**INSTRUCTIONS TO FOLLOW**
Decide whether each statement below agrees with the chickpea and potato curry recipe, answering yes or no and quoting the words of the recipe that settle it. 1. The recipe makes six servings. 2. The recipe calls for a full teaspoon of cardamom. 3. Baby red potatoes can stand in for new potatoes.

Chickpea and Potato Curry

This chickpea and potato curry has the delicious flavors of Chana Masala with some veggies for a thicker-stew-like consistency. Made with onion, new potatoes, chickpeas, tomatoes, and cilantro this is a well rounded healthy one pot meal.
Prep Time10 mins
Cook Time1 hr
Total Time1 hr 10 mins
Course: Main Course
Cuisine: Indian
Servings: 6 servings
Calories: 226kcal
Author: Anjali Shah

Ingredients

  • 2 teaspoons extra virgin olive oil
  • 1 red or yellow onion diced
  • 6 cloves garlic minced
  • 1 teaspoon cumin seeds
  • 1 teaspoon ground cumin
  • 1 teaspoon ground coriander
  • 1/2 teaspoon ground cinnamon
  • 1/4 teaspoon cardamom
  • 1 teaspoon Curry powder
  • 2 cups quartered & scrubbed new potatoes (can also use baby red potatoes)

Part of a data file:
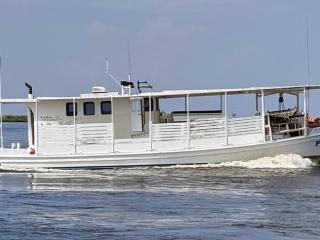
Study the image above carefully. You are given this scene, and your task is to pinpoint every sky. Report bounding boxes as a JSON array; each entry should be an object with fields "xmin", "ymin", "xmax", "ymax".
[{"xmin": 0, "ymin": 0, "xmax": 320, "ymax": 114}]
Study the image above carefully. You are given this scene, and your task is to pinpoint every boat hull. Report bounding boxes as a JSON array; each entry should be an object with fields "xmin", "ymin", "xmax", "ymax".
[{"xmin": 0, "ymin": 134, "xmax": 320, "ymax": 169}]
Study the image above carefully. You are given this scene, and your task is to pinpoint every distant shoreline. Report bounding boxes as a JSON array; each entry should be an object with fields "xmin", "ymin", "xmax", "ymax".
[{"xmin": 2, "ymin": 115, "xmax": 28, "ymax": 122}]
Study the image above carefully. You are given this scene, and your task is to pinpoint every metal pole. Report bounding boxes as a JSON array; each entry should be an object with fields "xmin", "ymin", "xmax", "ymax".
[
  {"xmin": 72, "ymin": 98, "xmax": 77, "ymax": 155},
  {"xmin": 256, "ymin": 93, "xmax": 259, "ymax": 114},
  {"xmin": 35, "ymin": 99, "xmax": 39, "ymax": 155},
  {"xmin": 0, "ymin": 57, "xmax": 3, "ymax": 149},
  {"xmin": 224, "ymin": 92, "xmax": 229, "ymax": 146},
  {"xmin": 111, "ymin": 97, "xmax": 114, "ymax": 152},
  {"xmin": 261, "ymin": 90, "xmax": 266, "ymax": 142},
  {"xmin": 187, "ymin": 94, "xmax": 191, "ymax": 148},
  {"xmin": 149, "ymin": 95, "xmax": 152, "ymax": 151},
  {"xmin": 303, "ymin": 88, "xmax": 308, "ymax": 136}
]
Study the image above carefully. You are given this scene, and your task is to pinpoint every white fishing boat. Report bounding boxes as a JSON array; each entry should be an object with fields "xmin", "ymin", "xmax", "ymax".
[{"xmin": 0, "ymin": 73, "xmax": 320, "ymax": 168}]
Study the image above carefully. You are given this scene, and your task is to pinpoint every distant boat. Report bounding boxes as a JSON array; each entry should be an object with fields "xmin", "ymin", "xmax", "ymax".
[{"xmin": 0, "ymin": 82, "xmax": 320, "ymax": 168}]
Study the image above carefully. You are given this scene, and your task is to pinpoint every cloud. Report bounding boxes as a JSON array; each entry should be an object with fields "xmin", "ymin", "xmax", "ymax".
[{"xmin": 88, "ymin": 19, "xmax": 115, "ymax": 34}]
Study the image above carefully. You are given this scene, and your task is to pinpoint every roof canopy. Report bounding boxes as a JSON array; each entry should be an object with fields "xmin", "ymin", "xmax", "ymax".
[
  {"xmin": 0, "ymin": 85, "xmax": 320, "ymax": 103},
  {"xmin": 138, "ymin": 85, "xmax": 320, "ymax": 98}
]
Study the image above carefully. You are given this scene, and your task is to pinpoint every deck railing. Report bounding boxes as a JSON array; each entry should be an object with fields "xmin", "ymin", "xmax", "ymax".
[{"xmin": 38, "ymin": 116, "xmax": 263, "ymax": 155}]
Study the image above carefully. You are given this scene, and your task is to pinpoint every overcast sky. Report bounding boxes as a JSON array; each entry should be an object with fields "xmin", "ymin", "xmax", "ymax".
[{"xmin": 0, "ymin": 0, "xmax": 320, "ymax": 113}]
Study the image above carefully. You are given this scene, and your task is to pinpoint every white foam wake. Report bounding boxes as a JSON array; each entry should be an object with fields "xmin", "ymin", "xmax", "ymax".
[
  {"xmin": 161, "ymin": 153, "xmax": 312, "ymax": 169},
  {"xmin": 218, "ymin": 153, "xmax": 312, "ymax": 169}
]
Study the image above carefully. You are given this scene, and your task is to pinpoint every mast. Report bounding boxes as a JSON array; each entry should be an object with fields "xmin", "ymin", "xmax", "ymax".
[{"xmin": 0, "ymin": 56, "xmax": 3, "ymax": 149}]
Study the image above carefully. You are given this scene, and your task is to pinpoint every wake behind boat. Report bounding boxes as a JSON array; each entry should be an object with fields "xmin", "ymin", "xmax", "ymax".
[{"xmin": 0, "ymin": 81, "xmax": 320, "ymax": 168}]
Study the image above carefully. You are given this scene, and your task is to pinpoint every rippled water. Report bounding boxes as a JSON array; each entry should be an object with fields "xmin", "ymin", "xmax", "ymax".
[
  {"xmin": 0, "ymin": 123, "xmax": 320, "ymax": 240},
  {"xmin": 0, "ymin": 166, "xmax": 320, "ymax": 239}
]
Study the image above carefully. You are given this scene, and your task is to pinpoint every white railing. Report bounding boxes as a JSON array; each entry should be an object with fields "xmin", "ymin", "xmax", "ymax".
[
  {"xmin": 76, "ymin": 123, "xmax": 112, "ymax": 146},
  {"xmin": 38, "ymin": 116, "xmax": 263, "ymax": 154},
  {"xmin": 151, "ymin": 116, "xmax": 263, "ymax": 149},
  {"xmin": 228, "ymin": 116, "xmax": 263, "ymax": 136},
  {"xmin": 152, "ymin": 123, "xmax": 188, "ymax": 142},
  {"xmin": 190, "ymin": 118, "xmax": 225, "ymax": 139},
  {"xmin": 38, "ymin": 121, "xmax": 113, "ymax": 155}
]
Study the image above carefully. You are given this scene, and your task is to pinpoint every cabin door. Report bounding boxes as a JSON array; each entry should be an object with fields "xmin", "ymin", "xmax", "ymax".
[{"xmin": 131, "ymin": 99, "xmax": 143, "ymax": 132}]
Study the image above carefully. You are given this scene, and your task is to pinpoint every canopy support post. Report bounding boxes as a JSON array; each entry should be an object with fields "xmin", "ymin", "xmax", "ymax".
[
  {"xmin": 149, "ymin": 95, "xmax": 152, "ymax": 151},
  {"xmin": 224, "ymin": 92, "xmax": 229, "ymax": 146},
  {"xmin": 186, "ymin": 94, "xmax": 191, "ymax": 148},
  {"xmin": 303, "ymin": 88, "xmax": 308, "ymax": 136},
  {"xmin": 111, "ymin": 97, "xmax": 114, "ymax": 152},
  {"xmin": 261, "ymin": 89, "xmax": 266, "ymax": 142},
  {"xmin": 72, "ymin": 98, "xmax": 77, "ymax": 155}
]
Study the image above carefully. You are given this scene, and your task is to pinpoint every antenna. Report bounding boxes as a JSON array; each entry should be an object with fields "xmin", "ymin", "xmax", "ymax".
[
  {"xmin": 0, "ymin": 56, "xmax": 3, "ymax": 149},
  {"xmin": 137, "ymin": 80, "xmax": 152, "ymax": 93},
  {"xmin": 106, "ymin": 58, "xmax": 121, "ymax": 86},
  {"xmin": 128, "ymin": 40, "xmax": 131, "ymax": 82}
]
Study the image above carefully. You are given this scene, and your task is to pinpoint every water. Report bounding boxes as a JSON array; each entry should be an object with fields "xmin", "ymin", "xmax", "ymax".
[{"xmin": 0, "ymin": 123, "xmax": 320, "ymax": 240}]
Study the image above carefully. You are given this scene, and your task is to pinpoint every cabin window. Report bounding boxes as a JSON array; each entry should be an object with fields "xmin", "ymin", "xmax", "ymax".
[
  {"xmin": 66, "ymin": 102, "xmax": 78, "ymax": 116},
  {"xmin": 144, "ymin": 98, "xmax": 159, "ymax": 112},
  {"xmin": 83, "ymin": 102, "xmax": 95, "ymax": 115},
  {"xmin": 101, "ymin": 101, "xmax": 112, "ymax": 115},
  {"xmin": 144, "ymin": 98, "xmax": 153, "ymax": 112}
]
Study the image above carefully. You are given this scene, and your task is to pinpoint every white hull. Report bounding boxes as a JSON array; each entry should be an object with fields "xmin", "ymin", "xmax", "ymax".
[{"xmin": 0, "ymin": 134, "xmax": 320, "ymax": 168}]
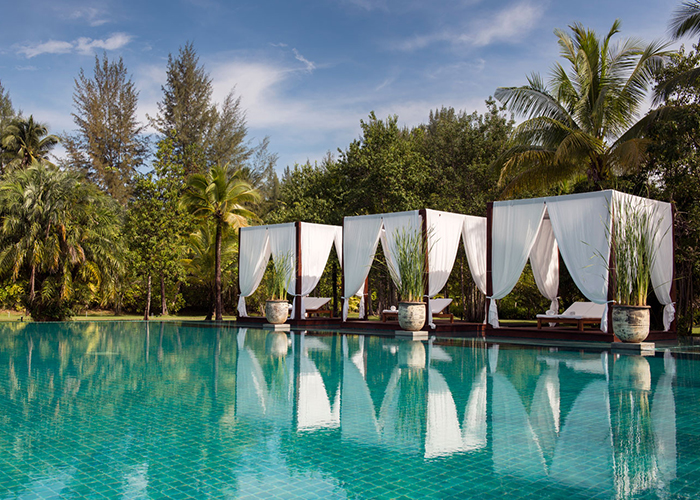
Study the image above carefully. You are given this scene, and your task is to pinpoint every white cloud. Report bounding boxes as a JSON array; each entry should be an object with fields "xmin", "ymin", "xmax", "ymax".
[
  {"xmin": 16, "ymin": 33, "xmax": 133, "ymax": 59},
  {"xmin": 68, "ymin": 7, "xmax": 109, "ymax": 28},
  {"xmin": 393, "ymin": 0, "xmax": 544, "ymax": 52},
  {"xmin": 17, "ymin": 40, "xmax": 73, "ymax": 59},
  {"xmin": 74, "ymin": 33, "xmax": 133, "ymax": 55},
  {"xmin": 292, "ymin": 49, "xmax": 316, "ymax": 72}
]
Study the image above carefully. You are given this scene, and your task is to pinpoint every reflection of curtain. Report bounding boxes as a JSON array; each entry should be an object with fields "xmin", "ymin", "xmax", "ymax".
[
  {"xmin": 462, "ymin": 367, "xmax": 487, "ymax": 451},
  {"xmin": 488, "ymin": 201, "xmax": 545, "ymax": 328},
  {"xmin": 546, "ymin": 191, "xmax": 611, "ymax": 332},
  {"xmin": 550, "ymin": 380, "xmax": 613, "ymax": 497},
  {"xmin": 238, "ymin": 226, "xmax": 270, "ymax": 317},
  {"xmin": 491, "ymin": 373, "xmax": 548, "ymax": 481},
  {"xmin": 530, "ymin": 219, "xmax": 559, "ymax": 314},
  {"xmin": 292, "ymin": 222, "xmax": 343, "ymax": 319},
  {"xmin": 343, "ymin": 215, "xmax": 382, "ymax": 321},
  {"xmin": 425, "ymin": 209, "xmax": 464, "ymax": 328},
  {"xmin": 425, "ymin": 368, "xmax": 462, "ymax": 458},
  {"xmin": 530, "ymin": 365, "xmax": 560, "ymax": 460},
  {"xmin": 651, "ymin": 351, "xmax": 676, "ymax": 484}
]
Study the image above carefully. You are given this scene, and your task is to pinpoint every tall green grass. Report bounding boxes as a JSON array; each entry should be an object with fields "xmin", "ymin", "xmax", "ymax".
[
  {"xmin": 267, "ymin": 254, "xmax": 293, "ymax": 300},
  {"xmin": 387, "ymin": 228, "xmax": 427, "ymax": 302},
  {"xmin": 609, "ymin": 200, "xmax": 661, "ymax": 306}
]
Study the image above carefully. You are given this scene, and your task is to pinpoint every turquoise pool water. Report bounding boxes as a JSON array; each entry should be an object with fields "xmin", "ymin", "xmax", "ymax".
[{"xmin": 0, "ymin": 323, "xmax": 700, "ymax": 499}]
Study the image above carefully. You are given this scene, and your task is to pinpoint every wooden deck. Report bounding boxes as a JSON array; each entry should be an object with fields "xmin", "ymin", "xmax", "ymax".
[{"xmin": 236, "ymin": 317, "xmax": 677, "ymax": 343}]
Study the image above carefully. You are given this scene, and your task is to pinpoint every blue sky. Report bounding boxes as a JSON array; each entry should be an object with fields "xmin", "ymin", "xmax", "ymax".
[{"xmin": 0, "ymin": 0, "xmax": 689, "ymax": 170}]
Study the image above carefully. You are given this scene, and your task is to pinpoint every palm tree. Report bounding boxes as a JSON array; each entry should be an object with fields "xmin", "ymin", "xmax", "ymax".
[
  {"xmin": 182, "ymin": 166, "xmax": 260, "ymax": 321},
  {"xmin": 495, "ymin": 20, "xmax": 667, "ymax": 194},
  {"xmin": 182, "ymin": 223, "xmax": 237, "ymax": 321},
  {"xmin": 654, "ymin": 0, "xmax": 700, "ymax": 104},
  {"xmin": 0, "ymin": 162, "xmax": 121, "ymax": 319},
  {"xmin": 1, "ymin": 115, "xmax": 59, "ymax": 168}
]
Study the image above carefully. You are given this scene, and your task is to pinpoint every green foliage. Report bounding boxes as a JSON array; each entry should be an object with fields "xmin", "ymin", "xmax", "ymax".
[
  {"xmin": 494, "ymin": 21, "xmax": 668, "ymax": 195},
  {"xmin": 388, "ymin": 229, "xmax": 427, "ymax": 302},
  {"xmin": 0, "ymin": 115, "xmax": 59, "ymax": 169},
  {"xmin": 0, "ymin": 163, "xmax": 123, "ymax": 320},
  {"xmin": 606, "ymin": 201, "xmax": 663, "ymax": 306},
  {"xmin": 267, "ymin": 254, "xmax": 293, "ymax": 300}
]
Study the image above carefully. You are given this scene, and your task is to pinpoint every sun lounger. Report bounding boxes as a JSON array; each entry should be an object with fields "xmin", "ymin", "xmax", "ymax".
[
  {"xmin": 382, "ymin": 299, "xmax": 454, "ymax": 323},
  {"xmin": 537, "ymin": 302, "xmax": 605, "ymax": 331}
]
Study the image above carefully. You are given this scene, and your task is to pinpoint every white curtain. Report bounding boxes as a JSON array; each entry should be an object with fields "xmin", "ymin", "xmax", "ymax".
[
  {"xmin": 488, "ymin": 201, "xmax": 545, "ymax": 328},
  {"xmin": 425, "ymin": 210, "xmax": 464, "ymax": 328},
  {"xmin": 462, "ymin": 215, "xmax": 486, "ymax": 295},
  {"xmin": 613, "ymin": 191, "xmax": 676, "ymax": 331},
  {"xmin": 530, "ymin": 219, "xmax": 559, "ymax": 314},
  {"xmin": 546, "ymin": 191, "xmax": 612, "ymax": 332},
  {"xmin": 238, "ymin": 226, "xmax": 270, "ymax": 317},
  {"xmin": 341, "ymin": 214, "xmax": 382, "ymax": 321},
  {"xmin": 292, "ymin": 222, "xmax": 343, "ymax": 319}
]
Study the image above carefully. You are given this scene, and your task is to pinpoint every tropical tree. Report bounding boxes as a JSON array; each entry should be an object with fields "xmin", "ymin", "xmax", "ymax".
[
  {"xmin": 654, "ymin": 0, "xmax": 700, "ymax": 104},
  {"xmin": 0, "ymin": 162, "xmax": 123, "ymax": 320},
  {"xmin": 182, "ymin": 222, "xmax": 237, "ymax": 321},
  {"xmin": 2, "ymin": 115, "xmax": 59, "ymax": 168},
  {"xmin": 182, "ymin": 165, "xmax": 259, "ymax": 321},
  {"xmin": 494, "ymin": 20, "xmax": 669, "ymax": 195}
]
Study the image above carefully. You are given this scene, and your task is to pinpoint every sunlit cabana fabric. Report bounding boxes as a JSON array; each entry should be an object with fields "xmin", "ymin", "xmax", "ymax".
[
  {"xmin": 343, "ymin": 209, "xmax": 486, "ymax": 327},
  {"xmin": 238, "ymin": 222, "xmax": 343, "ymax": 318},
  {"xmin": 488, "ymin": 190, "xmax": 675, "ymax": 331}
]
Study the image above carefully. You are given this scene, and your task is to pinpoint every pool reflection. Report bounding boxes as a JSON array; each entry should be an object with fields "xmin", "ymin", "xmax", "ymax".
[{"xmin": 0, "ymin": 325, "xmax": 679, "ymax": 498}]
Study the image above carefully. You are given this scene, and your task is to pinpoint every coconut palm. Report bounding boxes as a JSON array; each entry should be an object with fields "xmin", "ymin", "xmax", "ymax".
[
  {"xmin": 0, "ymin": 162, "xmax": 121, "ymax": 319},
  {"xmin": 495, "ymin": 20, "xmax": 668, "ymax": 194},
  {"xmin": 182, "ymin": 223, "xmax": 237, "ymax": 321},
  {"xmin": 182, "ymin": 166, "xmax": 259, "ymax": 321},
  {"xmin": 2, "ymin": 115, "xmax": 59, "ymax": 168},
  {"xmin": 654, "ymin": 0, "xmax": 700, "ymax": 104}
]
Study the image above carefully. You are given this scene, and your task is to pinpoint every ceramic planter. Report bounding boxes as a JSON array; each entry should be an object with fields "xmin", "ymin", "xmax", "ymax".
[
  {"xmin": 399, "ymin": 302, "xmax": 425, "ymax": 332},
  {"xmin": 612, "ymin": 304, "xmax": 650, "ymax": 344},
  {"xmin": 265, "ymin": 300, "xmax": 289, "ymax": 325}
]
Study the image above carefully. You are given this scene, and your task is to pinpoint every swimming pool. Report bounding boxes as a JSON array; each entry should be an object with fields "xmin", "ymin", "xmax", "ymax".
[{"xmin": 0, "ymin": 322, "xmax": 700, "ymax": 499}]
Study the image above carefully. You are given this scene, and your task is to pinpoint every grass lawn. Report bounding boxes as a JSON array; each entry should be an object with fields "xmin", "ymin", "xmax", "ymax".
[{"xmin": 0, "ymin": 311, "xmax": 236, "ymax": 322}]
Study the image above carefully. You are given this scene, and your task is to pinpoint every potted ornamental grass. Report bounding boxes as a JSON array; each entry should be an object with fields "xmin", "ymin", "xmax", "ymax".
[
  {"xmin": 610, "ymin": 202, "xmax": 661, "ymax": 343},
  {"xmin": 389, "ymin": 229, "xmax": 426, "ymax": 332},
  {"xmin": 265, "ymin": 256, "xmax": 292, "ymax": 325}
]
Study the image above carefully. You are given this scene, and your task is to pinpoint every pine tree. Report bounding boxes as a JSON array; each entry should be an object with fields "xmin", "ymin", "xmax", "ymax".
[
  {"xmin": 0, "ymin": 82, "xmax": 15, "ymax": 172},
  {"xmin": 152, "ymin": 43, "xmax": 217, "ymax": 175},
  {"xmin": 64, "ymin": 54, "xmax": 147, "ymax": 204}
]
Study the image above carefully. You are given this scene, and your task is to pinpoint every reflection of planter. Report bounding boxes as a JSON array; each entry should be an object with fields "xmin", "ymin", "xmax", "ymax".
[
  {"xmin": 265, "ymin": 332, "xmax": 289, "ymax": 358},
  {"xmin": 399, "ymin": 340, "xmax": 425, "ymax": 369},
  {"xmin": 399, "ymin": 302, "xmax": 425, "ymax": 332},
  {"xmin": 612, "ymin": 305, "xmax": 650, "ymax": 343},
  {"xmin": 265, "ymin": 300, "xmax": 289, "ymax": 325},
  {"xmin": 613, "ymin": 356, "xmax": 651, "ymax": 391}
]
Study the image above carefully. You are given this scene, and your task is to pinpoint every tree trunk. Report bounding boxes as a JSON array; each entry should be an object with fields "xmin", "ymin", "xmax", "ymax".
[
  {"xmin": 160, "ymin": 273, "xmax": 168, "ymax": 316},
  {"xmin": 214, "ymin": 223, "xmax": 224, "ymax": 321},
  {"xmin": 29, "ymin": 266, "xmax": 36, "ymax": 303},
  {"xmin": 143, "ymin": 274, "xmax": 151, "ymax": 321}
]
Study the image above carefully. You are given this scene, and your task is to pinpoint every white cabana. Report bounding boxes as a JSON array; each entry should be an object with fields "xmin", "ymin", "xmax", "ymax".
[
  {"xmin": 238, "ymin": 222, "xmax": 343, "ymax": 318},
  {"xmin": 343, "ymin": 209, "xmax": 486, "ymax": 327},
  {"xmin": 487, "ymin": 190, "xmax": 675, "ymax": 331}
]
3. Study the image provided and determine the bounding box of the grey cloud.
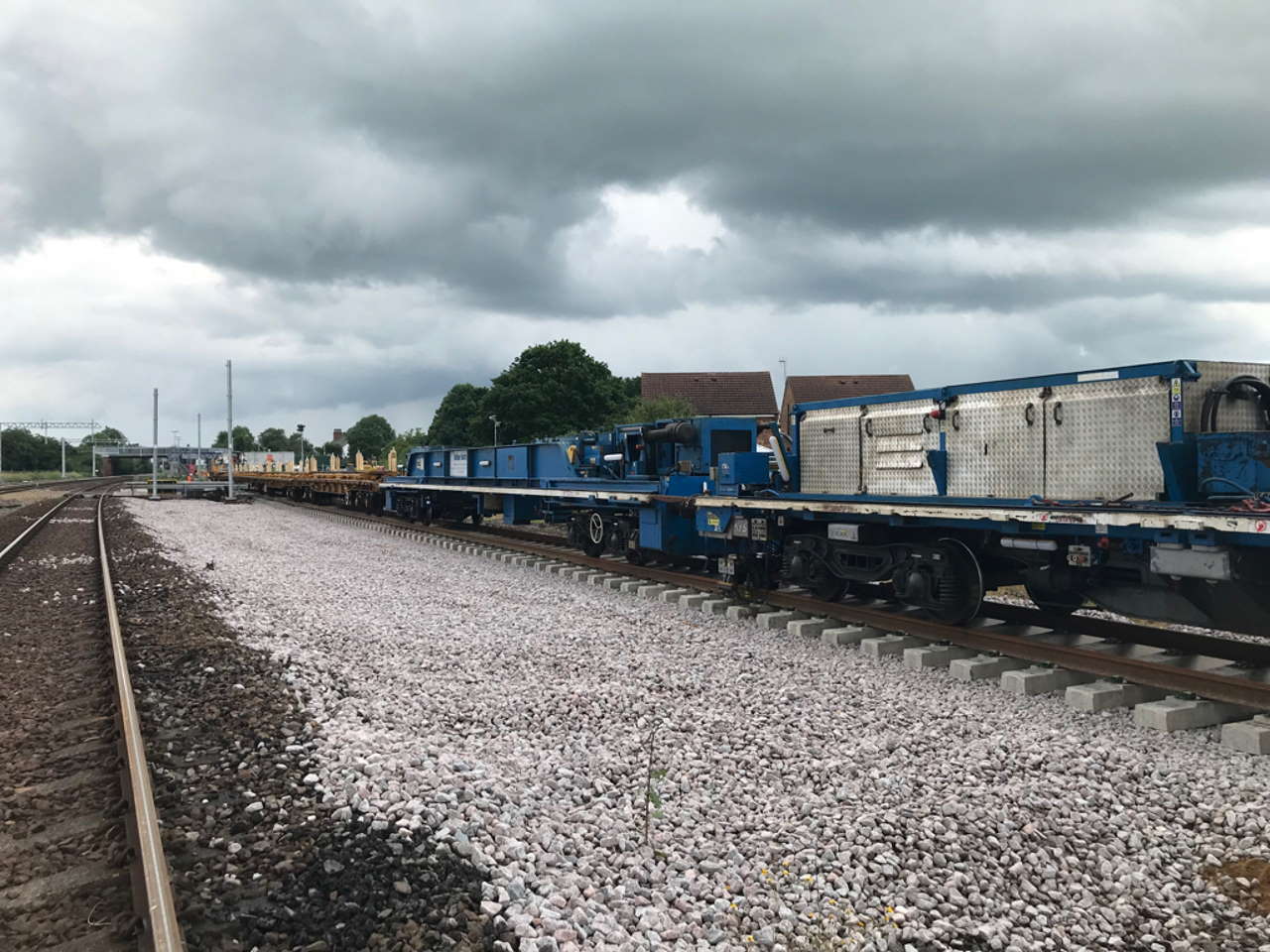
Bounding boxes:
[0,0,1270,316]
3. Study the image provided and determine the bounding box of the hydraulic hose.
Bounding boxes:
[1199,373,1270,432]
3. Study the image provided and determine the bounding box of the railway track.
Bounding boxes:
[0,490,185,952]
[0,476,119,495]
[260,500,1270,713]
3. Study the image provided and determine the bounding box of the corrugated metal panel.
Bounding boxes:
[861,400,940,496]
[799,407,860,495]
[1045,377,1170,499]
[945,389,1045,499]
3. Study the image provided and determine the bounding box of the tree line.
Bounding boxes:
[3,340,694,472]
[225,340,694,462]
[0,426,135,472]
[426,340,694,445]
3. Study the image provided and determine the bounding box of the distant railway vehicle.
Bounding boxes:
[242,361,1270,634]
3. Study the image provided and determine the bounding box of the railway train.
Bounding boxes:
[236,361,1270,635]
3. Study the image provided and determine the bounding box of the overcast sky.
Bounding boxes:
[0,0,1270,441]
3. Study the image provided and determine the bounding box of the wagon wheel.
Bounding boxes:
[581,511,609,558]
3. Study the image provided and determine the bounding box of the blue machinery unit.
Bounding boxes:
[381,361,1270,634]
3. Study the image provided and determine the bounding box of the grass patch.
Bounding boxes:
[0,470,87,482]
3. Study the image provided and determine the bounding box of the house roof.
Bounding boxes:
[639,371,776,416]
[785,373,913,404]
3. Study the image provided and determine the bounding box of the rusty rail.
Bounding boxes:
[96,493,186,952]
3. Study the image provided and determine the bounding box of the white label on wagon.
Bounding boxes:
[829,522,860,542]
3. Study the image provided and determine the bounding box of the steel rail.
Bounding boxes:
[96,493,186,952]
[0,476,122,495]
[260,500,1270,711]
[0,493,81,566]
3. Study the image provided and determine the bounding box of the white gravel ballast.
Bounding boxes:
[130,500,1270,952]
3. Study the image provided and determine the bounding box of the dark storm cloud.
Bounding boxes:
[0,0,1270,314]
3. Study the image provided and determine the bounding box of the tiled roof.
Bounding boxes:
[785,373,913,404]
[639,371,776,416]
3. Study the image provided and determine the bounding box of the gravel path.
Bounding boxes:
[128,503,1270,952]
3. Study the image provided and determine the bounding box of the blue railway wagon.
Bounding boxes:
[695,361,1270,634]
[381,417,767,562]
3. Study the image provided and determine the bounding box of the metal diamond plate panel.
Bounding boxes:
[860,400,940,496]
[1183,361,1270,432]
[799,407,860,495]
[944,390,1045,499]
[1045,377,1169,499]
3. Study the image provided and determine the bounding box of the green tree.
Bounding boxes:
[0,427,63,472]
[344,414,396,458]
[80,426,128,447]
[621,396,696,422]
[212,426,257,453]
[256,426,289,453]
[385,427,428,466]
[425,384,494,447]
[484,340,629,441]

**SOLUTION TO THE PROBLEM**
1. Yes: "Servings: 6 servings"
2. No: "1/4 teaspoon cardamom"
3. Yes: "(can also use baby red potatoes)"